▶ [Extrait du texte]
○ ○ ○ ○

Entre réglementation et innovation

Le secteur suisse de la construction est confronté à des défis cruciaux : de la pénurie de main-d'œuvre qualifiée à la transformation numérique, de la neutralité climatique à la réglementation croissante. Le plus grand défi reste cependant la densification du bâti, nécessaire pour protéger le territoire et répondre à la croissance démographique.

novembre 2025

Quel est le plus grand défi pour le secteur suisse de la construction ?
Le secteur de la construction est confronté à de nombreux défis : Pénurie de main-d’œuvre qualifiée, réglementation croissante, neutralité climatique et transformation numérique. La SSE investit donc activement dans la relève, la numérisation et l’économie circulaire. Mais le plus grand défi, qui a des conséquences radicales pour la société, est la mise en œuvre de la loi sur l’aménagement du territoire, c’est-à-dire la densification des constructions. Il n’y a pas d’alternative si nous voulons protéger notre espace de vie tout en maîtrisant la croissance démographique. Les cantons et les communes ont largement échoué dans ce domaine. Nous progressons beaucoup trop lentement.

Quelles sont, selon vous, les principales raisons de la pénurie de main-d’œuvre qualifiée dans le secteur de la construction et comment rendre ce secteur plus attractif pour les jeunes ?
De nombreux professionnels expérimentés partent bientôt à la retraite, alors que les classes d’âge suivantes font défaut. De plus, le travail dans la construction est considéré comme exigeant et fait l’objet de préjugés. Pourtant, le secteur principal de la construction offre des conditions de travail très attrayantes : Environ 5000 francs de salaire de départ et les salaires des artisans les plus élevés d’Europe, une retraite anticipée dès 60 ans ainsi que de très bonnes opportunités de carrière. Pour rendre ces atouts visibles, nous investissons dans le marketing professionnel(métiers du bâtiment.ch) et développons en permanence notre programme de formation et de perfectionnement. Cela porte ses fruits : en 2024, le nombre d’apprentis a augmenté de 10 pour cent.

○ ○ ○ ○

[Enregistrements de régions étiquetées]
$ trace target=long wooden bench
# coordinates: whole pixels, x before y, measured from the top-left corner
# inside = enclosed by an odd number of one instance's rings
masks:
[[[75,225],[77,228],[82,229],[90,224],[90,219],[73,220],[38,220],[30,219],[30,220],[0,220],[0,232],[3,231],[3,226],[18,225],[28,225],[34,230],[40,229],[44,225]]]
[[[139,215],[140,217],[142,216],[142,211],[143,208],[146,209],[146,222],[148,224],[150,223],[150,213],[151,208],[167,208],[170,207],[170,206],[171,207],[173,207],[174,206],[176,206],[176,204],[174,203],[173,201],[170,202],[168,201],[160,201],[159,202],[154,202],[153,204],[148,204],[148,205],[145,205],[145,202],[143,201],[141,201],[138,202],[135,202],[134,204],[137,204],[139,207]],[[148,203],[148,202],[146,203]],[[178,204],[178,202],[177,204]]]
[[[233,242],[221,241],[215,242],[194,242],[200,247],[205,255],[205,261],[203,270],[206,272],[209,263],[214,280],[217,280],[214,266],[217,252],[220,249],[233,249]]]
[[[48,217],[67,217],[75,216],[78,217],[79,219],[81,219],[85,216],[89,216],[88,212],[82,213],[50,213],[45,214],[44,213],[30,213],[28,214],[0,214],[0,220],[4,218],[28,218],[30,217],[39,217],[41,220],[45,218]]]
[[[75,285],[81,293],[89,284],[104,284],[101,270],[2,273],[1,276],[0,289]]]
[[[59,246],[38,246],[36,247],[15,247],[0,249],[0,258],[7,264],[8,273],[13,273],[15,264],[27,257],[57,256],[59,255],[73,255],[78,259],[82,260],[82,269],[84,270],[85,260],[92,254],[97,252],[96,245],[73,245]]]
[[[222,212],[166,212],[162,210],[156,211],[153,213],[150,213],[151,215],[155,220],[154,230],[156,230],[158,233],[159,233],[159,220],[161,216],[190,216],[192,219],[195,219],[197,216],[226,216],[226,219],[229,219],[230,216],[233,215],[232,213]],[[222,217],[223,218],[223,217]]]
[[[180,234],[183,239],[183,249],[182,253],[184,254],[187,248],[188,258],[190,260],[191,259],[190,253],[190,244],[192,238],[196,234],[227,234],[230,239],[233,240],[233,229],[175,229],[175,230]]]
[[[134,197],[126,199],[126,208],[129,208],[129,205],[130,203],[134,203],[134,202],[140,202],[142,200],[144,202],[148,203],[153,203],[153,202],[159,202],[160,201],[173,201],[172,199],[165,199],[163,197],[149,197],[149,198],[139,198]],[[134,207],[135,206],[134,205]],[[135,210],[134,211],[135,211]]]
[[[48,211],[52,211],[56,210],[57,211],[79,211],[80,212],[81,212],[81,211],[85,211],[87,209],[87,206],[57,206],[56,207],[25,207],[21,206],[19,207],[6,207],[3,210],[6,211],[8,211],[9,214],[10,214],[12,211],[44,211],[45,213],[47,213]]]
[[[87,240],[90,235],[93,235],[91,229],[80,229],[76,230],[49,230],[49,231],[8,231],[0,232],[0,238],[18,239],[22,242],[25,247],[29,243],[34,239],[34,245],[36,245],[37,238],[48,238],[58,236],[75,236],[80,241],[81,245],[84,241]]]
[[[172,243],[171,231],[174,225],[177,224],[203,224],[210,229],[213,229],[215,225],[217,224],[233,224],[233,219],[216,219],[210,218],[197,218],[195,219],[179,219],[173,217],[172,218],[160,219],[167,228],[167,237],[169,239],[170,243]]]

○ ○ ○ ○

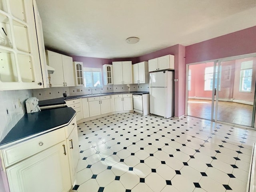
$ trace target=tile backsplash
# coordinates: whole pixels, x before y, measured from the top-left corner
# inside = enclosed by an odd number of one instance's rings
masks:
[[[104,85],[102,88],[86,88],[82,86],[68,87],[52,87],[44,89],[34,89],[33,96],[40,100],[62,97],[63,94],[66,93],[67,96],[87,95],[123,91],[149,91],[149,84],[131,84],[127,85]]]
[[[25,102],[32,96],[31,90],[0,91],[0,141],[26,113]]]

○ ○ ○ ○

▶ [Travail à faire]
1) Les affirmations suivantes concordent-elles avec le texte sur le secteur suisse de la construction ? (a) En 2024, le nombre d'apprentis a augmenté de 10 pour cent. (b) Le salaire de départ dans le secteur principal de la construction est d'environ 6000 francs. (c) Les cantons et les communes ont largement réussi la densification des constructions. Répondez à chacune par oui ou non, en citant les mots décisifs du texte.
2) Pouvez-vous transcrire, dans les enregistrements, les lignes situées entre celle qui contient « trace target=tile backsplash » et celle qui contient « [[[25,102],[32,96],[31,90],[0,91],[0,141],[26,113]]] », ces deux lignes comprises ?

▶ [Réponses aux exercices]
1)
(a) Oui : « en 2024, le nombre d’apprentis a augmenté de 10 pour cent. »
(b) Non : « Environ 5000 francs de salaire de départ »
(c) Non : « Les cantons et les communes ont largement échoué dans ce domaine. »

2)
$ trace target=tile backsplash
# coordinates: whole pixels, x before y, measured from the top-left corner
# inside = enclosed by an odd number of one instance's rings
masks:
[[[104,85],[102,88],[86,88],[82,86],[68,87],[52,87],[44,89],[34,89],[33,96],[40,100],[62,97],[63,94],[66,93],[67,96],[87,95],[123,91],[149,91],[149,84],[131,84],[127,85]]]
[[[25,102],[32,96],[31,90],[0,91],[0,141],[26,113]]]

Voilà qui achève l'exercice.